=== EXTRAIT CHOISI ===
»»

1802 – 12 : Élève à l'école des Beaux-Arts
de Bordeaux. Atelier de Pierre Lacour (1745-1814)
1812 – 15 : Il
effectue quelques travaux sur commande pour l'église Notre-Dame de Bordeaux.
Il peint Saint-Martin à Saint-Sulpice (Gironde) et Saint-Roc
à l'église de Blanquefort (Gironde).
1815 : Il réalise le
Portrait de la duchesse d'Angoulême, Marie-Thérèse Charlotte de France
(1778-1851), fille aînée de Louis XVI (localisation inconnue)
1816 : Admission à l'école des Beaux-arts de Paris. Atelier de
Pierre-Narcisse Guérin (1774-1833)
1820 : Deuxième Grand-Prix de Rome
avec le tableau Achille demandant à Nestor le prix de la sagesse aux
jeux olympiques. Son œuvre lui a valu une gratification du roi.

R. A. Monvoisin. Achille demandant à Nestor le prix de la sagesse aux
jeux olympiques (collection privée)
1821 : Premier séjour à Rome. Il demeure pensionnaire à l'Académie de France
de 1822 à 1825.
1822 : Il obtient le Grand Prix d'honneur pour son
tableau Oreste et Pylade. Jean-Pierre Blancpain écrit : « Dès
lors, il accumule avec régularité prix d'honneurs et lots de consolation :
mentions, médailles, palmes, diplômes et décorations jalonnent une carrière
honorable et sanctionnent l’exécution appliquée et convenable de scènes
historiques en tous genres et de portraits officiels. Sa seule hardiesse ?
L'éclectisme des sujets qui associent prudemment la couleur à la ligne. Du
genre troubadour aux visions épiques, de paysages paisibles en naufrages
éperdus, de l'Antiquité héroïque et pompéienne à l'exotisme et à
l'orientalisme colorée, rien n'effraie son pinceau » (Blancpain,
Jean-Pierre. Le Chili et la France: XVIIIe-XXe siècles. Harmattan,
1999, Paris. Pp 94,95.) . Il peint, entre autres, un « Portrait du roi Louis
XVIII » pour la Cour royale d'Aix-en-Provence et La naissance de la
Vierge pour l'église Notre-Dame de Lorette à Paris.
1825 : Le 5
mars. Mariage à l'église Saint-Louis de Rome avec l'artiste miniaturiste
Domenica Festa (1805/7- 1881) francisée Dominique épouse Monvoisin, fille
cadette du peintre Felice Festa (1763/64 -?).
1827 : Plusieurs
commandes du Duc d'Orléans : Télémachus et Eucharis (huile sur
toile, 294.6 × 251.5 cm, collection Minneapolis Institute of Arts), Bergère
soninaise. Il peint pour l'église Saint-Leu à Paris Saint-Gilles
surpris dans sa retraite par le roi des Goths.

««

=== LIGNES FOURNIES ===

»»

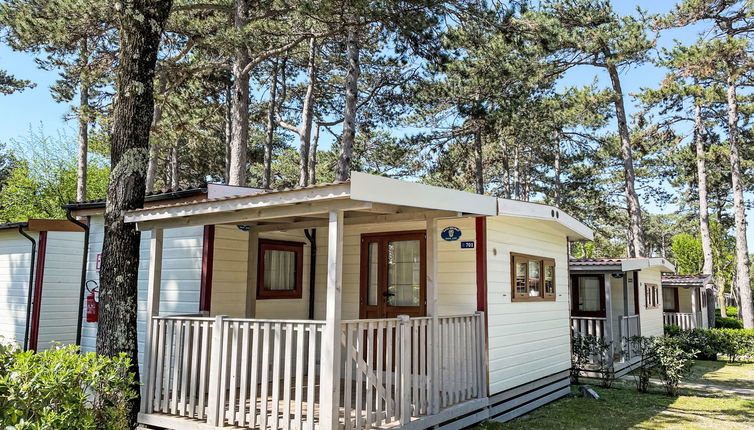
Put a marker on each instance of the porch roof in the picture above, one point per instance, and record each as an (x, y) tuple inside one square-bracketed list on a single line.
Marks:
[(365, 198), (620, 264), (686, 280)]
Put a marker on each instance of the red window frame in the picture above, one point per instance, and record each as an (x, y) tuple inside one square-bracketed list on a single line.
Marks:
[(280, 245)]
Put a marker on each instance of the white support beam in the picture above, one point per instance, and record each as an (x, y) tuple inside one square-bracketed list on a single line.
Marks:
[(153, 310), (252, 215), (330, 360), (252, 265), (610, 335), (432, 310)]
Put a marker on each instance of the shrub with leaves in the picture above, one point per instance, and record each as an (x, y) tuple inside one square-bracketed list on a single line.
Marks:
[(673, 362), (644, 348), (62, 389)]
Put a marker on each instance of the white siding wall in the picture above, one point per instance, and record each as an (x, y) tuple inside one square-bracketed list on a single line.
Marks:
[(181, 276), (527, 340), (651, 319), (60, 289), (456, 267), (15, 267)]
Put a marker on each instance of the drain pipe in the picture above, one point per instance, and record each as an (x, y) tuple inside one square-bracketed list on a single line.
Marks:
[(31, 284), (84, 262), (311, 235)]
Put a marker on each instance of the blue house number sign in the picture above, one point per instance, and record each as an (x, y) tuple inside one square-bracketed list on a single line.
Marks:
[(451, 234)]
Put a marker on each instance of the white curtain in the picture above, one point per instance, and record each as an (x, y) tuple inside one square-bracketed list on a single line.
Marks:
[(279, 270)]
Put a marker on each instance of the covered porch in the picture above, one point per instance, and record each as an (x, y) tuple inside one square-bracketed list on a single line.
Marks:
[(685, 300), (391, 340)]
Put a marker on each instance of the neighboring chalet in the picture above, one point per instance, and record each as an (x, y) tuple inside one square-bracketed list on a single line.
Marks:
[(40, 279), (617, 298), (364, 304), (684, 299)]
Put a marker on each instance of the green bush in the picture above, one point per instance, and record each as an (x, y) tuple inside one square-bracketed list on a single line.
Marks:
[(62, 389), (708, 343), (673, 362), (721, 322)]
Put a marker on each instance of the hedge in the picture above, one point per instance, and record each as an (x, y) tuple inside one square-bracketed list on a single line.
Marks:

««

=== CONSIGNE ===
D'après la chronologie consacrée au peintre Monvoisin, quel tableau lui vaut le Grand Prix d'honneur en 1822 ?

=== RÉPONSE ===
Oreste et Pylade.